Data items
=== Section Start ===

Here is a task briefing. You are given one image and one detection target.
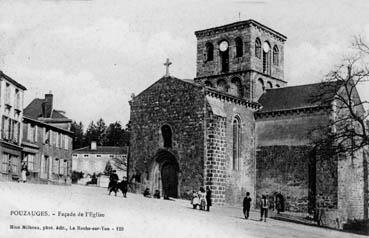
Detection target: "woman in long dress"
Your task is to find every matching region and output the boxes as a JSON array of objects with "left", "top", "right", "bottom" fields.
[{"left": 21, "top": 163, "right": 27, "bottom": 183}]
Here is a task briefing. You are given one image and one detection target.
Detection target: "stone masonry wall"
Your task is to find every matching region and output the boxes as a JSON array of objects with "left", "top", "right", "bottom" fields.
[
  {"left": 129, "top": 77, "right": 205, "bottom": 198},
  {"left": 256, "top": 145, "right": 313, "bottom": 212},
  {"left": 205, "top": 95, "right": 256, "bottom": 205}
]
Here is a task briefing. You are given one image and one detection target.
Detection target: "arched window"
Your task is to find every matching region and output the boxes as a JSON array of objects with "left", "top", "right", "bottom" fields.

=== Section End ===

• **Task objective**:
Write out the entries again word for word. Do not include the pictures.

• **Answer**:
Here is a task briefing. You are given one image and one detection target.
Detection target: "woman in long dress"
Your task is to find every matching region and output the boxes as a JSON array of objects with "left", "top", "right", "bottom" fields.
[{"left": 21, "top": 163, "right": 27, "bottom": 183}]
Here is a task briefing. You are given one image and one detection target.
Detection target: "stone masonry wall"
Your task is to find every matching region and output the boxes as a JSON array of objects with "left", "top", "right", "bottom" fields.
[
  {"left": 129, "top": 77, "right": 205, "bottom": 198},
  {"left": 256, "top": 145, "right": 313, "bottom": 212},
  {"left": 205, "top": 95, "right": 256, "bottom": 205}
]
Here is a task briefing. You are given one image and one detection target.
Detection target: "arched window"
Your task is to find every matching region and output the boxes as a JSON array of objects with "left", "top", "right", "bottom" fields.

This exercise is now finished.